[Listed entries]:
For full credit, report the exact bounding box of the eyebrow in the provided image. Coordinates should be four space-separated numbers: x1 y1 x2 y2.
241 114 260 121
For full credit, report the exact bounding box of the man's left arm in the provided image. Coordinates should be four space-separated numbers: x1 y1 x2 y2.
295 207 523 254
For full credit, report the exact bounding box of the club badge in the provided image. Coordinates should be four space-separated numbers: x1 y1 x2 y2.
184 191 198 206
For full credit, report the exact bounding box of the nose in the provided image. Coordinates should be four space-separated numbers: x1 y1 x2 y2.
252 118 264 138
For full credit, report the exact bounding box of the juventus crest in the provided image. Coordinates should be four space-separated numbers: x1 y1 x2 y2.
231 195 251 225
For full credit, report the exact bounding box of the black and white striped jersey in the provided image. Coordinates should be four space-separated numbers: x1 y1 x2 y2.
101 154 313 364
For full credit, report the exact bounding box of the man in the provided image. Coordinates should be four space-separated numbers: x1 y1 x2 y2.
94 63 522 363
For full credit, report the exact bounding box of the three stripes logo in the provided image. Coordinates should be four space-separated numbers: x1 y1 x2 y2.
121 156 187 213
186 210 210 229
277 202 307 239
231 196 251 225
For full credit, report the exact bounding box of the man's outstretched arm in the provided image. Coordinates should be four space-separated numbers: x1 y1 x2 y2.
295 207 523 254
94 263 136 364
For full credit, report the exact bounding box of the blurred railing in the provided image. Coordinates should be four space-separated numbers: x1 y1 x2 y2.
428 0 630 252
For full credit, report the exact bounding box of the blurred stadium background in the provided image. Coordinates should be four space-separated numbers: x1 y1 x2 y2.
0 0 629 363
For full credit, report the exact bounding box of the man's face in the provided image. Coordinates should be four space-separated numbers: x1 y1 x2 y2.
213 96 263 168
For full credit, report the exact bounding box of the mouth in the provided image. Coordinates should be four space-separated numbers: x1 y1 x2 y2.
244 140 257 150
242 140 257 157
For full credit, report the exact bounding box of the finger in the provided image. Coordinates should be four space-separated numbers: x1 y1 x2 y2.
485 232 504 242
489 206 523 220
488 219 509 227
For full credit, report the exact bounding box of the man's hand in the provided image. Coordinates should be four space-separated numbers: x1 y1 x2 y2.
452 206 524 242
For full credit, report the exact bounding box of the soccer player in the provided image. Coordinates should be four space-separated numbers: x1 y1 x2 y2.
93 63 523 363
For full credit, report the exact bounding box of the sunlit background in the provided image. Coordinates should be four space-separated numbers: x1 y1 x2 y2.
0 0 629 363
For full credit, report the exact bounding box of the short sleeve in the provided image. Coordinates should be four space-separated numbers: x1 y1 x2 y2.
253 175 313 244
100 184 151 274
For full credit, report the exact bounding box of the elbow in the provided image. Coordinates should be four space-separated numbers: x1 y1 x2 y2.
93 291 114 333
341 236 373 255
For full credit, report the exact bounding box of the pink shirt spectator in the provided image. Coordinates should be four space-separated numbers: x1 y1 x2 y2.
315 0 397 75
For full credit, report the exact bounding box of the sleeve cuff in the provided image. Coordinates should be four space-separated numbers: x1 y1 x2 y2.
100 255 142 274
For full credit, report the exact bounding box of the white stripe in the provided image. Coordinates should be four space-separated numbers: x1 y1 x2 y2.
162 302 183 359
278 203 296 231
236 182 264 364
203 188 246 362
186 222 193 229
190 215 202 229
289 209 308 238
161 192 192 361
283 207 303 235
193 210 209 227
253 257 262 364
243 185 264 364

[What to work on]: Repeat the material in full. Change nothing.

[Exercise solution]:
For full credit, report the exact bounding box of the eyebrow in the provided image. Coordinates should be four space-separated numbers: x1 y1 x2 y2.
241 114 260 121
For full credit, report the exact bounding box of the man's left arm in the provided image. Coordinates should be four space-separated numbers: x1 y1 x2 y2.
295 207 523 254
For full credit, report the exact bounding box of the club badge in the provided image. Coordinates should be four space-separated numbers: x1 y1 x2 y2.
184 191 198 206
For full credit, report the exact bounding box of the nose in the provided image. Coordinates should be four space-separated numbers: x1 y1 x2 y2.
252 118 264 138
For full credit, report the exact bounding box of the juventus crest in the provided image. Coordinates should be four space-separated numbers: x1 y1 x2 y2.
231 195 251 225
For full credit, report the exact bounding box of the black and white striped jersey in the provided image. Coordinates should be four space-separated numbers: x1 y1 x2 y2.
101 154 313 364
For full credit, report the exact bounding box of the man in the provided image. Coordinates should be four space-separated numbers: x1 y1 x2 y2.
94 63 522 363
For full credit, report the exact bounding box of the three stripes logo in the provided image. Coordinates should be four space-separated numbers: x1 y1 x2 y2.
121 156 187 213
186 210 210 229
277 202 307 239
231 196 251 225
For full credit, report the exact bounding box of the man's outstretched arm in the provided image. Coordinates should be four space-separated numbers: x1 y1 x2 y2.
295 207 523 254
94 263 136 364
For full credit, report the exact bounding box of the blurred railing in the provided image. Coordinates should be four space-separated numbers: x1 y1 x2 y2.
428 0 630 252
For full credit, report the exact bounding box of the blurred stadium background in the provided image. Coordinates should be four space-separated numbers: x1 y1 x2 y2.
0 0 629 363
For full credit, report the exact bounding box of the man's face in the provided image. Coordinates should be four space-separated numbers: x1 y1 x2 y2.
213 96 263 168
For full credit, report the exact bounding box of the mouth in the provided image. Coordinates should be four space-separated numbers: x1 y1 x2 y2.
244 140 257 150
242 140 257 157
For full credit, report the exact bounding box of the finger in the provided image. Coordinates should be four space-separated numbers: x1 y1 x2 y2.
485 232 504 242
489 206 523 220
488 219 509 227
For full credit, report the exact bounding box of the man's hand in the provided image. Coordinates should be four space-separated numbers: x1 y1 x2 y2.
452 206 524 242
For full credit, report the exact bounding box of the soccer player in the provided image. Coordinates should be four space-separated numbers: x1 y1 x2 y2.
93 63 523 363
For full credit, report the exact bounding box of the sunlit background in the provided image. Coordinates should be four space-separated numbers: x1 y1 x2 y2.
0 0 629 363
For full credit, report the exact bounding box of the short sleeve in the provided image. Coordinates should be four space-separated numbers: x1 y1 x2 y2.
253 175 313 244
100 184 151 274
For full credit, report the exact bounding box of the elbow in the provided image. Coordinates should be four space-separated numbers: x1 y1 x2 y2.
93 291 114 333
341 236 373 255
For full credit, report the exact bounding box of the pink shirt spectator in the provided image. Coordinates should be four space-separated numbers: x1 y1 x2 y2.
315 0 397 75
For full credit, report the exact bounding box of the sleeve cuff in the provided image. Coordinates should be four space-separated numbers: x1 y1 x2 y2.
100 255 142 274
For full credit, report the exact bounding box of the white stripe in the provided image. Coordinates should be four space-separated numbers: x1 y1 x2 y2.
162 302 183 359
278 203 296 231
236 182 264 364
203 188 246 362
186 222 193 229
190 215 202 229
289 209 308 238
161 192 192 361
283 207 303 235
193 210 209 227
253 257 262 364
243 185 264 364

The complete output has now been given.